Supplied records START

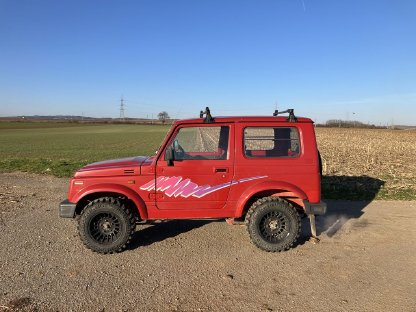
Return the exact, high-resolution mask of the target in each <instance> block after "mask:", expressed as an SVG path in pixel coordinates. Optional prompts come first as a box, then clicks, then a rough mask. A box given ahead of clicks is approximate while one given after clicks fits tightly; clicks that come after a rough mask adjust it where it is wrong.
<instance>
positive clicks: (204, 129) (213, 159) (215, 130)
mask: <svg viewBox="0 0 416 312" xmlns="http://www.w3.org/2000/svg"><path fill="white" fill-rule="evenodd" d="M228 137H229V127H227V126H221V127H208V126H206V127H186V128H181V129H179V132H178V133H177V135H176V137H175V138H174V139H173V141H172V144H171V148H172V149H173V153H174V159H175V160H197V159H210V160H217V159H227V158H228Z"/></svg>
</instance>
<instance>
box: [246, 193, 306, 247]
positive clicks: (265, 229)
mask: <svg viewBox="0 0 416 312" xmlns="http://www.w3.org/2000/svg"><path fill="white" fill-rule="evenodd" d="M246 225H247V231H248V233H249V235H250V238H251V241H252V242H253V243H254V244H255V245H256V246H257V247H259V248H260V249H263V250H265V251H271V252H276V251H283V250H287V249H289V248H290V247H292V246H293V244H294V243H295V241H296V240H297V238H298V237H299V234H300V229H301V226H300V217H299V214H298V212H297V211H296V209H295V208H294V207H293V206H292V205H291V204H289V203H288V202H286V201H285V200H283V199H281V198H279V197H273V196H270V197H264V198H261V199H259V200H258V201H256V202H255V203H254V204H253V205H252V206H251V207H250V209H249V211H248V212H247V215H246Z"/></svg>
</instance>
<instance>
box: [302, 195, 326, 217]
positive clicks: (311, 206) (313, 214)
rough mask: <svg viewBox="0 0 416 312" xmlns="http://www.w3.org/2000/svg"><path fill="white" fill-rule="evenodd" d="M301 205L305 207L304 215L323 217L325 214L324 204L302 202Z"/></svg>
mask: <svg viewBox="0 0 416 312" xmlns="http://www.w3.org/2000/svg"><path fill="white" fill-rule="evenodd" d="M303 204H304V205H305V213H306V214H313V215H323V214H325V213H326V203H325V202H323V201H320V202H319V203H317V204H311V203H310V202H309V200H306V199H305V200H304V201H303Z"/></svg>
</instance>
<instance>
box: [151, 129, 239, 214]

Supplied records END
Supplied records START

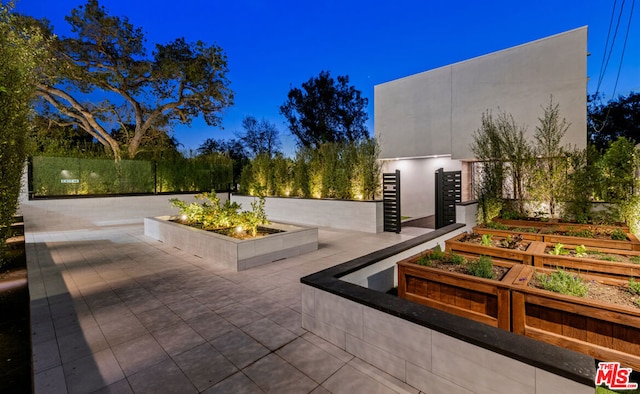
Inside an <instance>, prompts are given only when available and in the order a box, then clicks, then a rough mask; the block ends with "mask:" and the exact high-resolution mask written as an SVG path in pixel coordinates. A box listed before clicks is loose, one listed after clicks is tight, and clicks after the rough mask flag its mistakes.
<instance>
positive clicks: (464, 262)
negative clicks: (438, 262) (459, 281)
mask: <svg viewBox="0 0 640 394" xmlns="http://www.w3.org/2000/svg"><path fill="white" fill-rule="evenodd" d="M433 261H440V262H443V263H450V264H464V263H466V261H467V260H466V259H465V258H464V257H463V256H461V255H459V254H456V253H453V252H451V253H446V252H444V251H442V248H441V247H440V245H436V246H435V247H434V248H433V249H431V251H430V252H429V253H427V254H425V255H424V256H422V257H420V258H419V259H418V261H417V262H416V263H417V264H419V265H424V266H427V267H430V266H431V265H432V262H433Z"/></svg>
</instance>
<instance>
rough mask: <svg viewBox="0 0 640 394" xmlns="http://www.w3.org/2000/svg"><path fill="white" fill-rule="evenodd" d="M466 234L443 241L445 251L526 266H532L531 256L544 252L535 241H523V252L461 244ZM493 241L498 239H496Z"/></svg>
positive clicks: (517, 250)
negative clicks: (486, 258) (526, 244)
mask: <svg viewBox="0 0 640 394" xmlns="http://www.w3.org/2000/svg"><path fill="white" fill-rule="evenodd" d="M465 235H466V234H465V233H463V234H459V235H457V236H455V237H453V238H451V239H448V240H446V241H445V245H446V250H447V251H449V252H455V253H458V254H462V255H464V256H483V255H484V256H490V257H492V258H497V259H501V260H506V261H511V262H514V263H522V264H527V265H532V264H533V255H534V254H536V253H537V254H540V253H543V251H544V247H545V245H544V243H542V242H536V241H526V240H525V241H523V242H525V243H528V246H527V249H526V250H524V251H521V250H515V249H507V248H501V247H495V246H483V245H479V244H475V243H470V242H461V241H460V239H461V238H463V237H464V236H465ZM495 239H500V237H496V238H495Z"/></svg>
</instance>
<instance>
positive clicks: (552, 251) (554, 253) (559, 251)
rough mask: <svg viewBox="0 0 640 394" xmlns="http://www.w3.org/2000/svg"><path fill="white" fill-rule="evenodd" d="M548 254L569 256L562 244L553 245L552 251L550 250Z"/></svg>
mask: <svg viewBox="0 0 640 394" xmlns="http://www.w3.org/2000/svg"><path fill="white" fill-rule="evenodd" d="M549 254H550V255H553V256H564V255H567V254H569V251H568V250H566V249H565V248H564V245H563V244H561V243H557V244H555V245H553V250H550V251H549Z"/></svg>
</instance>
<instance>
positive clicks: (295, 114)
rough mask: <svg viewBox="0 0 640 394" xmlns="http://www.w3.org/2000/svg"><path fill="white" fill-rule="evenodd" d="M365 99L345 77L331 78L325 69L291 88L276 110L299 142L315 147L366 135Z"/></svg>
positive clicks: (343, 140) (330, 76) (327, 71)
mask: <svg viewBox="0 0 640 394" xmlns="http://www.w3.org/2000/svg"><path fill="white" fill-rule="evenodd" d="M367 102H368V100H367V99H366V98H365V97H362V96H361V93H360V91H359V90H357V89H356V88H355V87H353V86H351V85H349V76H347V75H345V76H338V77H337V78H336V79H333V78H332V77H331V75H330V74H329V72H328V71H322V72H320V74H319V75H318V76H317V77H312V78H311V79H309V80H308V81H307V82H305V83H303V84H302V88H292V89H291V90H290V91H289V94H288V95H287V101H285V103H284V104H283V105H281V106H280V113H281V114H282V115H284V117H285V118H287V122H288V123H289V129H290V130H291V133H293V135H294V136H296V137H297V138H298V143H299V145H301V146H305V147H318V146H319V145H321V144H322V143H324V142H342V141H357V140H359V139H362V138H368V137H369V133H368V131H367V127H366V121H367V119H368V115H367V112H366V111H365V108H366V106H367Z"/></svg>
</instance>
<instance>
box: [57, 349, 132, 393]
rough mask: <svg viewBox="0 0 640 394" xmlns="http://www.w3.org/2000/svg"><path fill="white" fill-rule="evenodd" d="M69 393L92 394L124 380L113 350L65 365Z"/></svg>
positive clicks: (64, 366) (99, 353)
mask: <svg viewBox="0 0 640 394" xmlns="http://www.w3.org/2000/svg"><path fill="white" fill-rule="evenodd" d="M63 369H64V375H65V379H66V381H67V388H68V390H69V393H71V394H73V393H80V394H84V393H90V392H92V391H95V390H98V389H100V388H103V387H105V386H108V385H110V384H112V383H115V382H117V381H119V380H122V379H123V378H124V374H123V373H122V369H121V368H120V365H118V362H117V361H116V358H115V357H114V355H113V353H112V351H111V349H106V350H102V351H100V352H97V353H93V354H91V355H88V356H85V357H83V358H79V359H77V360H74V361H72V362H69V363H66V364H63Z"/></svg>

Supplied records END
Supplied records START

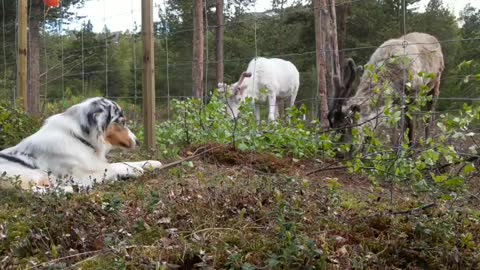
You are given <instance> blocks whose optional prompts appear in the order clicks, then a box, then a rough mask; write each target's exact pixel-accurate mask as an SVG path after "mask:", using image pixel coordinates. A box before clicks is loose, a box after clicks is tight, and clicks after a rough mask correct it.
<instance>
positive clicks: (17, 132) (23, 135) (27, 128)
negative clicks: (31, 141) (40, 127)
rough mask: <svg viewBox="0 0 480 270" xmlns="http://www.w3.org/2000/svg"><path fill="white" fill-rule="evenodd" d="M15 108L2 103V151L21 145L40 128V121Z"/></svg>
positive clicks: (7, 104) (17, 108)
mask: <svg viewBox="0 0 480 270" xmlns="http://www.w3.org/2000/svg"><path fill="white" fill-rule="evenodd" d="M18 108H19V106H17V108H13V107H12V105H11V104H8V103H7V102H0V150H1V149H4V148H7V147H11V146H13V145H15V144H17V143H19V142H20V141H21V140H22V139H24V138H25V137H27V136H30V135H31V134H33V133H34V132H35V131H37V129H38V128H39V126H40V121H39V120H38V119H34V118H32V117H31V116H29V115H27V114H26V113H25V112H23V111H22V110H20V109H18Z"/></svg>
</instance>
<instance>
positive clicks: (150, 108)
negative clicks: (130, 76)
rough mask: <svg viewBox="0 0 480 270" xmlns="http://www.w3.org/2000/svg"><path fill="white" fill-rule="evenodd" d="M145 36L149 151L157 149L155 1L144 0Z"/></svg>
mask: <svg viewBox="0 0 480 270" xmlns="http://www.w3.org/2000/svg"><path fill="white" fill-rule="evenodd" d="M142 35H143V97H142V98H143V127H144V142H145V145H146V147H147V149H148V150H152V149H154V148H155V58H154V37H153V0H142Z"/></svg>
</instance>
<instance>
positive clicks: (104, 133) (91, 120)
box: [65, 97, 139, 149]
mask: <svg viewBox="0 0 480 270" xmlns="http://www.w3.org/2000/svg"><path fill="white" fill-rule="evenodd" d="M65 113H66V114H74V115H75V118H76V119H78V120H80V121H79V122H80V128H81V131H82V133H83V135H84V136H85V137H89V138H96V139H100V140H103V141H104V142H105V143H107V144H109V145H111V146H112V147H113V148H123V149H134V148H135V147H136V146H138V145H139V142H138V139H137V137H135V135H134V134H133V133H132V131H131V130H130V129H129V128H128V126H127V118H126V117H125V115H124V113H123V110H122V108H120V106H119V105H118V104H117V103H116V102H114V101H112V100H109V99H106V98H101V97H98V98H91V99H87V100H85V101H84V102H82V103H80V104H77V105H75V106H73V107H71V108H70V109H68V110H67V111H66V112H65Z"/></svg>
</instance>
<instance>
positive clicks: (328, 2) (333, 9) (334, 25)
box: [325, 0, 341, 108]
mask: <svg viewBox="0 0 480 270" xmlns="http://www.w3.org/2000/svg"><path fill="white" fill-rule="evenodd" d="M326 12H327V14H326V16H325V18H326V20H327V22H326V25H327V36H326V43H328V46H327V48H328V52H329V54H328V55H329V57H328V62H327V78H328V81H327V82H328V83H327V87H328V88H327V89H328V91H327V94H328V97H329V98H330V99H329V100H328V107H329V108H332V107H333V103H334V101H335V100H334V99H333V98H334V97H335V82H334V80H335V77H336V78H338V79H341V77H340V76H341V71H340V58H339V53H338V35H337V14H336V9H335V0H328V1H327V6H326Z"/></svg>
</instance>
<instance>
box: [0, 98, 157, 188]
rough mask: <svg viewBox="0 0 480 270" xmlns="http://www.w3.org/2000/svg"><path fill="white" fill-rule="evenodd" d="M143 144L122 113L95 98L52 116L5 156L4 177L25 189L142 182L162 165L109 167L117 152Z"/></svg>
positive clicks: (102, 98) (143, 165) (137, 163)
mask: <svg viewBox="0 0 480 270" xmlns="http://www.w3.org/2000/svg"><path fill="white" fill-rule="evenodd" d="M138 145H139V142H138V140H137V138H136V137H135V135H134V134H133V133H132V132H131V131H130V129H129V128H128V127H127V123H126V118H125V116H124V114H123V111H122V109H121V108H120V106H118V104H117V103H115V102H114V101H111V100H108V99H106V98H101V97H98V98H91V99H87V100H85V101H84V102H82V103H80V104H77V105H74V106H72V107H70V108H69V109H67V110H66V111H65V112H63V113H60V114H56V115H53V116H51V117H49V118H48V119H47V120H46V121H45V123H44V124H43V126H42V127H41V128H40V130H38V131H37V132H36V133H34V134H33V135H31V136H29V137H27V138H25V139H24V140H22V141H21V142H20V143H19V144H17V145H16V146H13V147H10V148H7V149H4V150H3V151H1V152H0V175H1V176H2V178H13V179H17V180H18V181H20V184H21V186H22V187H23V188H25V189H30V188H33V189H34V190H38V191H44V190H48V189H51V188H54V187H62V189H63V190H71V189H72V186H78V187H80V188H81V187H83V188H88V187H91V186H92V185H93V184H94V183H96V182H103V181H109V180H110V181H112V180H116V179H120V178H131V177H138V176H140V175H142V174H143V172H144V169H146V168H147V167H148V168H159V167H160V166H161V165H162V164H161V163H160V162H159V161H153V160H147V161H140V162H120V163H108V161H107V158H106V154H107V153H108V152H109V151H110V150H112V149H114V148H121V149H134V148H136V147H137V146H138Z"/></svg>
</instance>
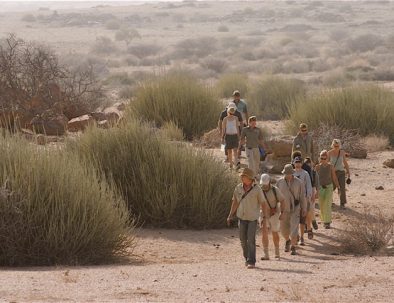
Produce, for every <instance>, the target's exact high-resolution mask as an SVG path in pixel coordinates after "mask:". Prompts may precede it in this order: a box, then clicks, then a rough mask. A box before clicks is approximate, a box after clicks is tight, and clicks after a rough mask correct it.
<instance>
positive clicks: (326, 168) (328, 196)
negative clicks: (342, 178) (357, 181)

Supplied records END

> [What the exercise asks]: Everything starting at the line containing "Return the exact, high-resolution" and ending at the line containing "positive clicks: (311, 206) (313, 214)" in the records above should be repeated exactly, and only that.

> [Response below]:
Return the exact, high-resolution mask of the target in each <instance> block after "mask:", expressed as an SVG path in pixel coordinates. Optional prompts come first as a box, then clicks, then a rough mask. A box given ahead of clicks is approximate while one given after clicks fits tightly; clicks that come after a rough mask adjust it where it is wrong.
<instance>
positive clicks: (204, 129) (213, 159) (215, 130)
mask: <svg viewBox="0 0 416 312" xmlns="http://www.w3.org/2000/svg"><path fill="white" fill-rule="evenodd" d="M228 137H229V127H227V126H221V127H208V126H206V127H186V128H181V129H179V132H178V133H177V135H176V137H175V138H174V139H173V141H172V144H171V148H172V149H173V153H174V159H175V160H197V159H210V160H217V159H227V158H228Z"/></svg>
</instance>
<instance>
box: [246, 193, 306, 247]
positive clicks: (265, 229)
mask: <svg viewBox="0 0 416 312" xmlns="http://www.w3.org/2000/svg"><path fill="white" fill-rule="evenodd" d="M246 225H247V231H248V233H249V235H250V238H251V241H252V242H253V243H254V244H255V245H256V246H257V247H259V248H260V249H263V250H265V251H271V252H276V251H283V250H287V249H289V248H290V247H292V246H293V244H294V243H295V241H296V240H297V238H298V237H299V234H300V229H301V226H300V217H299V214H298V212H297V211H296V209H295V208H294V207H293V206H292V205H291V204H289V203H288V202H286V201H285V200H283V199H281V198H279V197H273V196H270V197H264V198H261V199H259V200H258V201H256V202H255V203H254V204H253V205H252V206H251V207H250V209H249V211H248V212H247V215H246Z"/></svg>
</instance>
<instance>
box: [302, 195, 326, 217]
positive clicks: (311, 206) (313, 214)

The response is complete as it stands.